Teks Hasil Ekstraksi:
Dan yang pasti, Allah tengah menguji kesabaran agar aku lebih menghargai setiap
waktu dan mampu memanfaatkan waktu itu untuk tetap produktif. Ternyata.
Inilah
nikmatnya melalui sebuah proses. Dinamika mendakin gunung.. lewati lembah..
(soundtrack Ninja Hatori) akan dilewati. Bolehlah kadang kita berada di puncak,
tapi boleh juga lah merasakan sensasinya ketika di bawah. Kata kawan “udaahh…
nikmati aja…”. Ya, akan ku nikmati selagi bisa ku nikmati. Toh, kenikmatan akan
sebuah hasil dari jerih payah selama ini juga akan kurasakan nanti #senyumperi.

Cuplikan Data:
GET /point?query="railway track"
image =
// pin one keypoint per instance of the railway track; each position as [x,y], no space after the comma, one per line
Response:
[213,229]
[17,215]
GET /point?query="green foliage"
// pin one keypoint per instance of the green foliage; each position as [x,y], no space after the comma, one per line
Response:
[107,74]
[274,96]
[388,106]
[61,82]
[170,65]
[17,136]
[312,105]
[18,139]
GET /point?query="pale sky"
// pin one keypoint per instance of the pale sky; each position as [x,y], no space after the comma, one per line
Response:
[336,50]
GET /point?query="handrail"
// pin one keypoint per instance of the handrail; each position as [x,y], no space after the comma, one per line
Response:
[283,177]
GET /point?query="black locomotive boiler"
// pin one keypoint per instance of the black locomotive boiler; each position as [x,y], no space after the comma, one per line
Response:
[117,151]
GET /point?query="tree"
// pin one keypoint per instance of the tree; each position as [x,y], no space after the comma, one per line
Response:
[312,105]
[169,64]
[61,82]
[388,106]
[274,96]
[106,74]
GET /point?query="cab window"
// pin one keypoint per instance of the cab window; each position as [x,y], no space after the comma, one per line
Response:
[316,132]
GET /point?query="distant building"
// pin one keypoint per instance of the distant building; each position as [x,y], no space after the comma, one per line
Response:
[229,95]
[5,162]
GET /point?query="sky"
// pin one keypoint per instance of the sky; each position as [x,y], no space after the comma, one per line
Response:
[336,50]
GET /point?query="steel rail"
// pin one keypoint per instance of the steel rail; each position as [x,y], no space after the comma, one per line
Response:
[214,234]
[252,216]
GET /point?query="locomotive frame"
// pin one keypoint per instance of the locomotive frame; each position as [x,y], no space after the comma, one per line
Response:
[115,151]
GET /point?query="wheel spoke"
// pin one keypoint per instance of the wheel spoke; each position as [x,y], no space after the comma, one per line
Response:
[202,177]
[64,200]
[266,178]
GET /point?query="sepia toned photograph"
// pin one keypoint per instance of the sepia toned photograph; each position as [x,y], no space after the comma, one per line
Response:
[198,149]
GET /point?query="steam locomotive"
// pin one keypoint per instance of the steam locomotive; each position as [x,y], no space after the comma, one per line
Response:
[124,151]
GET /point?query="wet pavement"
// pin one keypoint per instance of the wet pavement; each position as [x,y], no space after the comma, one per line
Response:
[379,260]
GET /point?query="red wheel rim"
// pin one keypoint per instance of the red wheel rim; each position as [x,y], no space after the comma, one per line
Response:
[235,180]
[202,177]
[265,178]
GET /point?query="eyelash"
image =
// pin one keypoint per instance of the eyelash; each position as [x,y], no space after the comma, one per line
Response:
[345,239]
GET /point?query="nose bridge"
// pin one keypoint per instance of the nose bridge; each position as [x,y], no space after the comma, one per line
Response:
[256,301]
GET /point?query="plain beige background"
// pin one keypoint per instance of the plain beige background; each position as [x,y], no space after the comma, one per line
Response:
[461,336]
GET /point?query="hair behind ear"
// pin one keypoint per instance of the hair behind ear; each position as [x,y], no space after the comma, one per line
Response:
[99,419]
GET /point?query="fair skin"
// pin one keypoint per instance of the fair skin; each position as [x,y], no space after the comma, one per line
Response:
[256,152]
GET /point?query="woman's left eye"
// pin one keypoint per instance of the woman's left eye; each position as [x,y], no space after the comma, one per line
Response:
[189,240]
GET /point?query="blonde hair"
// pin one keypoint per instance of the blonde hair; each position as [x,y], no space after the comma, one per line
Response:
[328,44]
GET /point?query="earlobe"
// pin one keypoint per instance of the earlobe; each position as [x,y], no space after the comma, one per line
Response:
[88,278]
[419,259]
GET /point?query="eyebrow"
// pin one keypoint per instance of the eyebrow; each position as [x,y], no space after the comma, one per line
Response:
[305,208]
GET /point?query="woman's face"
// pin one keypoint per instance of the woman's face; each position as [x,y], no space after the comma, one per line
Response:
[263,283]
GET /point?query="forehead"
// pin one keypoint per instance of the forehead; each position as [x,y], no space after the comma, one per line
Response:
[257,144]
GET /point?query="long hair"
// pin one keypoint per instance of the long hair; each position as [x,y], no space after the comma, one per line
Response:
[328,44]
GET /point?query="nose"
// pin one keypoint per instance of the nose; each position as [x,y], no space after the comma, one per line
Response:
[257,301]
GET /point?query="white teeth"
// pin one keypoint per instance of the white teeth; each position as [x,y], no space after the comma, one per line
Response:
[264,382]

Instruksi:
a. Tuliskan setiap bentuk kata berbeda dalam teks hasil ekstraksi yang mengandung kata dasar "nikmat".
b. Hitunglah baris pada catatan yang memuat kata "blonde". Berikan angkanya saja.

Jawaban Setiap Tugas:
a. nikmatnya, nikmati, kenikmatan

b. 2